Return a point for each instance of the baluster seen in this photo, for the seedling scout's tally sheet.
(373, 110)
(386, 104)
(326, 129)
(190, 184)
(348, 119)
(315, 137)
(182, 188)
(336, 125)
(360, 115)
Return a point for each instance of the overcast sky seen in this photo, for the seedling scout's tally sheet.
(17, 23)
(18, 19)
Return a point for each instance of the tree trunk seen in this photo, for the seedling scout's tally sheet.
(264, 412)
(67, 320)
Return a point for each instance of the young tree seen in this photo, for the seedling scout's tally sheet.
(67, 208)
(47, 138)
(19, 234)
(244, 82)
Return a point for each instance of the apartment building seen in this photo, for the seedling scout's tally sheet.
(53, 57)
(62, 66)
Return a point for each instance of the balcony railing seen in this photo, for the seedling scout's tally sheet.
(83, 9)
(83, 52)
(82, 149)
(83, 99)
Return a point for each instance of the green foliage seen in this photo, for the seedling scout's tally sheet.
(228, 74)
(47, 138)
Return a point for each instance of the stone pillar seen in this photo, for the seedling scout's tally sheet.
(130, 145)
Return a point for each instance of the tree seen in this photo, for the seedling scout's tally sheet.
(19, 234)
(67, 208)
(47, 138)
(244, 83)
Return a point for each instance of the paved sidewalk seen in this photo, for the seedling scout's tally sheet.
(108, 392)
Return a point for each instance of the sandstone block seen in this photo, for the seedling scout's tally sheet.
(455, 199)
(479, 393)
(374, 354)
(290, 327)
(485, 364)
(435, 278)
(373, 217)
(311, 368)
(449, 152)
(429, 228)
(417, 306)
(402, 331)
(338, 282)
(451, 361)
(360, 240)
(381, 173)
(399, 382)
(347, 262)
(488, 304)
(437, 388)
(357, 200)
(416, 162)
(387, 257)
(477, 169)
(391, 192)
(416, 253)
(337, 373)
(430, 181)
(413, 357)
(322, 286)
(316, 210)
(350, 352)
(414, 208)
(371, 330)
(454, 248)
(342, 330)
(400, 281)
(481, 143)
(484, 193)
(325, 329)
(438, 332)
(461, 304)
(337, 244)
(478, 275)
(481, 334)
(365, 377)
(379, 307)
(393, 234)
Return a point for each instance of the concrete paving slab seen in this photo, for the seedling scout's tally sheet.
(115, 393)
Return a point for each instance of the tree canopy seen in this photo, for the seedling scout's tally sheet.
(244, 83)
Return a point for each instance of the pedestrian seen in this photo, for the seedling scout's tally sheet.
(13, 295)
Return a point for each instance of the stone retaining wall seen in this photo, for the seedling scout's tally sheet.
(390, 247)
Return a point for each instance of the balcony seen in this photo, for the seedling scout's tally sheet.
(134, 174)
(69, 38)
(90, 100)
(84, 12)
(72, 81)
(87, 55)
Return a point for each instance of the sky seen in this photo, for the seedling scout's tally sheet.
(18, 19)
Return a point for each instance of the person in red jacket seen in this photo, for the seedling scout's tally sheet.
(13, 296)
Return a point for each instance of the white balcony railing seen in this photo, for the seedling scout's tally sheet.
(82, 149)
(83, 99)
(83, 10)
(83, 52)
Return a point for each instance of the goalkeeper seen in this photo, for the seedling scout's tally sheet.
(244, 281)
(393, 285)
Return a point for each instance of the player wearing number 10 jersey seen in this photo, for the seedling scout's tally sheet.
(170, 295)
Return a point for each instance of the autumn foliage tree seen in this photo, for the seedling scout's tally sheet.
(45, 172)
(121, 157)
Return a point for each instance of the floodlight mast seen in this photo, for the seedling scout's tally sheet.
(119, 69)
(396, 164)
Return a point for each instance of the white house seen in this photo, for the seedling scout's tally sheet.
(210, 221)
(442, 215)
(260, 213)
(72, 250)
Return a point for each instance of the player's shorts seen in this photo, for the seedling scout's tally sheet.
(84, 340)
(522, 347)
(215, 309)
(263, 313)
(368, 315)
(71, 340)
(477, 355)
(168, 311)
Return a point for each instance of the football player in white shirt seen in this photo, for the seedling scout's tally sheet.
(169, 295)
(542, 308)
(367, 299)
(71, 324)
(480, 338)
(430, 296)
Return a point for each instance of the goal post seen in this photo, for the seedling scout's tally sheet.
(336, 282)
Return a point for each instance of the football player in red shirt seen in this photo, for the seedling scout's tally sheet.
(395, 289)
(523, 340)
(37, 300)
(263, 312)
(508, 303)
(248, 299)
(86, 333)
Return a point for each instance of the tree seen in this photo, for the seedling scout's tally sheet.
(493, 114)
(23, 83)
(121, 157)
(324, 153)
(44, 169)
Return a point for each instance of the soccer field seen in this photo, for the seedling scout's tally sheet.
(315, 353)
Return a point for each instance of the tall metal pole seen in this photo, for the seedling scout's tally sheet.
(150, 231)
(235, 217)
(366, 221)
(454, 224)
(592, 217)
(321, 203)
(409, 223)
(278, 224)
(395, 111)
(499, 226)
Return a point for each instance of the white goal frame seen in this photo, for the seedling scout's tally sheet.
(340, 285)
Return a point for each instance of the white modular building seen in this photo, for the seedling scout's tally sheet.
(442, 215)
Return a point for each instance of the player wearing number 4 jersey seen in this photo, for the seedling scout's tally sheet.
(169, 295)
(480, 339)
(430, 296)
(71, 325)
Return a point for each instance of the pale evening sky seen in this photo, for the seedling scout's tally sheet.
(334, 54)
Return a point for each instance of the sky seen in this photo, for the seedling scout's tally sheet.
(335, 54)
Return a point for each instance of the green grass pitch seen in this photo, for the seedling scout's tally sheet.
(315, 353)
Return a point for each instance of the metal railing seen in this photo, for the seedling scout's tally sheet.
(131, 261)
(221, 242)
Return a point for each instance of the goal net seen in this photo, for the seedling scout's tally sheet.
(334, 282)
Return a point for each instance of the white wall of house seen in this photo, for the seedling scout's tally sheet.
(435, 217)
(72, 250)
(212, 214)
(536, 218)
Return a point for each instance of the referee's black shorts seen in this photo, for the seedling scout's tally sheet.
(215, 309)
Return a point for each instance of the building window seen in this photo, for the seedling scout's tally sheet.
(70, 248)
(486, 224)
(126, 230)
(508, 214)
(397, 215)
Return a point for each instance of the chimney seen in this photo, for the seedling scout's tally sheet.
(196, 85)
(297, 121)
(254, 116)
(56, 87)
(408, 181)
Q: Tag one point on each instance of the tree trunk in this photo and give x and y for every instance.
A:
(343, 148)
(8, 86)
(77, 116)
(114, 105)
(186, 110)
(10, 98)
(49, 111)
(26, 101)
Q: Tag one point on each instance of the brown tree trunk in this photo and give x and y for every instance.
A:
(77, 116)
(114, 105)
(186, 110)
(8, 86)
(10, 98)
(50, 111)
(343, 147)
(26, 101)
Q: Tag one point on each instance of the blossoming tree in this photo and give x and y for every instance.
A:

● **Task objective**
Which lines above hold the string "every"? Please copy all of them.

● **Solution for this problem**
Q: Tag one point on each instance of the tree trunk in this photo and give x and y for every instance.
Q: Tag one point on each instance of the brown tree trunk in this photo and give x and y for every instance.
Q: Tag one point on each instance of the blossoming tree in this photo and give x and y for every instance.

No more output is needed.